### Brief
For each statement below, say yes or no as to whether it agrees with the bamboo hiking stick thread, and quote the words of the thread that decide it. 1. The culm was tempered with a torch. 2. The stick has a tung oil finish. 3. The tip includes a rubber cane tip.

### Reading passage

# # # # # # #

# First bamboo root ball stick



## Crook (Aug 13, 2016)

First attempt at a root ball bamboo hiking stick. Extra long for those PNW downhills.

I grew up with this sort of ornamental bamboo (not sure the subspecies). If cured gently and out of the sun, it maintains some of its green color for a good while. This culm was lightly tempered with a heat gun rather than a torch to maintain the effect.

Stabilized ends, tung oil finish. Tip is a 3/4 copper coupling + artificial cork + 3/4 rubber cane tip.


----------



## Batakali (Feb 28, 2016)

First attempt? Jeez,I can't wait to see what you do with them after some more experience! Seriously though, it's an awesome stick! I love bamboo root balls, I really don't see many anymore.


----------



## mehig (May 1, 2016)

The 1st I've ever seen . Looks great!


----------



## Gloops (Jan 23, 2015)

Snap, first i have seen ,great looking stick, well done.


----------



## LilysDad (Sep 25, 2014)

I just saw a two section stick with a knob like that on eBay. They called it a Japanese fishing pole.

# # # # # # #

### Provided records
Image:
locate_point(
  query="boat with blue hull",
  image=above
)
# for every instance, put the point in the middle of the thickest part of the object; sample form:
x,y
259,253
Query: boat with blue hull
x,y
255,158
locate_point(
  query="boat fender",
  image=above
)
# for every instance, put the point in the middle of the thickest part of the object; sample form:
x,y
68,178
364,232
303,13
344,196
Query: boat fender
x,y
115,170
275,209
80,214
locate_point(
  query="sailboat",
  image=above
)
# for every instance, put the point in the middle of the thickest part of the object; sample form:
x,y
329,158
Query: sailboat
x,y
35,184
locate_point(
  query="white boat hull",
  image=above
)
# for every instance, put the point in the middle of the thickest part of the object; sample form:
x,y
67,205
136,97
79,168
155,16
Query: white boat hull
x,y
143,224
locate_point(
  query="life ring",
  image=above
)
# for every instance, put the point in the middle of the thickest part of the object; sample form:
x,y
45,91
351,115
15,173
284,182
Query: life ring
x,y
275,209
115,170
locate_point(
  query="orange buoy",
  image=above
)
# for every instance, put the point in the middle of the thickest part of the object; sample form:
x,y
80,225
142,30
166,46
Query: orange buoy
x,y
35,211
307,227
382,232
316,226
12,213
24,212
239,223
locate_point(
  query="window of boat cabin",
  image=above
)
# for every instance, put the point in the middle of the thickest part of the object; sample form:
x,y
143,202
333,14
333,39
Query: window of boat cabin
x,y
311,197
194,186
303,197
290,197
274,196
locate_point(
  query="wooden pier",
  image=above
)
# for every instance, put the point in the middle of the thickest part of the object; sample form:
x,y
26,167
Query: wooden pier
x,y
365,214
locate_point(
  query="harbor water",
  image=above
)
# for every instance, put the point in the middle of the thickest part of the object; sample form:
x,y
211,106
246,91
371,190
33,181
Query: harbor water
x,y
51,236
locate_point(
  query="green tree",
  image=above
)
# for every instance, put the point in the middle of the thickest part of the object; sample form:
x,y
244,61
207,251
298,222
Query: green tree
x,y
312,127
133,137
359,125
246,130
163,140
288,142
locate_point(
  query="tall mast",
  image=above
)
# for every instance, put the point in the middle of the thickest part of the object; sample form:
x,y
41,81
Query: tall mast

# # # # # # #

### Full solution
1. No: "This culm was lightly tempered with a heat gun rather than a torch to maintain the effect."
2. Yes: "Stabilized ends, tung oil finish."
3. Yes: "Tip is a 3/4 copper coupling + artificial cork + 3/4 rubber cane tip."